前述のように、SASEはゼロトラストの考え方に基づいて提供されるソリューションです。SASEでは、「端末や利用者のロケーションに依存しない(ペリメータに関係ない)」ことを主軸とし、ネットワークとセキュリティをクラウドサービス上で統合的・包括的に提供します。実際の機能としては、以下のようなものがあります。

ネットワーク:SD-WAN

既存の物理回線の上に仮想的なデータチャネル(WAN)を構築し、通信を監視・制御する技術やサービスです。ソフトウェアでネットワーク通信を制御していて、回線が混雑して通信速度が低下したり、通信が遅延したりするのを防げます。

セキュリティ①:ZTNA

ZTNAとは「Zero Trust Network Access」の略称で、ゼロトラストの考え方に基づいてネットワークアクセス環境を提供するセキュリティソリューションです。ユーザーからアクセス要求があるたび、使っているネットワークやデバイスの状態などについて認証が行われます。

セキュリティ②:CASB

CASBとは「Cloud Access Security Broker」の略称で、クラウドサービスへのアクセスを可視化し、不正アクセスなどを防止するためのセキュリティソリューションです。不審なアクセスを防げるため、シャドーITにも対応できます。

セキュリティ③:SWG

SWGとは「Secure Web Gateway」の略称で、ユーザーが安全に社外ネットワークへアクセスするために使われるプロキシのことをいいます。Web通信を可視化したり、アプリケーション制御を行ったりすることで、外部への安全な接続方法を提供するセキュリティソリューションです。特にクラウドに特化したものを「Cloud SWG」と呼ぶこともあります。

セキュリティ④:FWaaS

FWaasとは「Firewall as a Service」の略称で、クラウド上でファイアウォールを提供するセキュリティソリューションです。URLフィルタリングやIPS(不正侵入防止システム)、アプリケーション制御などの機能を備えた次世代ファイアウォール(NGFW)と呼ばれるサービスもあります。

SASEのメリット・デメリット

SASEのメリット・デメリットを紹介しましょう。

メリット

SASEのメリットは、以下の3つです。

  • 管理負荷の軽減
    従来はバラバラに構築されていたネットワークとセキュリティのシステムを統合的・包括的に管理できるため、ネットワーク構成の簡素化やセキュリティ管理の一元化が可能になります。情報システム部門の運用管理負荷の軽減につながるでしょう。
  • ネットワーク遅延の防止
    テレワークの導入によりクラウドサービスへのアクセスが集中すると、ネットワークへの負荷が増えて通信遅延が起こることがあります。しかし、SD-WANによりネットワークアクセスをソフトウェア制御することで、通信量が増加しても一点集中を避け、通信の遅延や品質低下を防止できます。
  • セキュリティの強化につながる
    SASEは事前に認証されたユーザーだけのアクセス設定が可能なため、許可されていないアクセスをブロックできます。これにより、許可されたユーザーは社外からのアクセスでも快適かつ安全に業務システムを利用でき、逆に許可されていないユーザーは社内からのアクセスでも業務システムを利用できなくすることが可能です。そのため、ペリメータセキュリティと比べて、セキュリティレベルを高く保てます。

課題 1: 上の抜粋では、CASBは何の略称だと説明されていますか?
課題 2: 上の抜粋のうち、「SASEのメリット・デメリットを紹介しましょう。」から「延や品質低下を防止できます。」までの部分を、一字一句変えずに複製してください。

データブロック:
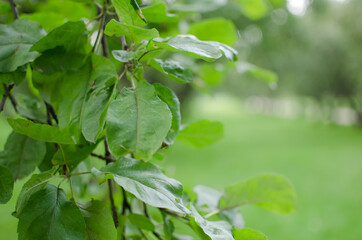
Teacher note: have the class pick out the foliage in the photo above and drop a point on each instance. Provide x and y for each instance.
(83, 98)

最終回答 1: 「Cloud Access Security Broker」の略称です。

最終回答 2:
SASEのメリット・デメリットを紹介しましょう。

メリット

SASEのメリットは、以下の3つです。

  • 管理負荷の軽減
    従来はバラバラに構築されていたネットワークとセキュリティのシステムを統合的・包括的に管理できるため、ネットワーク構成の簡素化やセキュリティ管理の一元化が可能になります。情報システム部門の運用管理負荷の軽減につながるでしょう。
  • ネットワーク遅延の防止
    テレワークの導入によりクラウドサービスへのアクセスが集中すると、ネットワークへの負荷が増えて通信遅延が起こることがあります。しかし、SD-WANによりネットワークアクセスをソフトウェア制御することで、通信量が増加しても一点集中を避け、通信の遅延や品質低下を防止できます。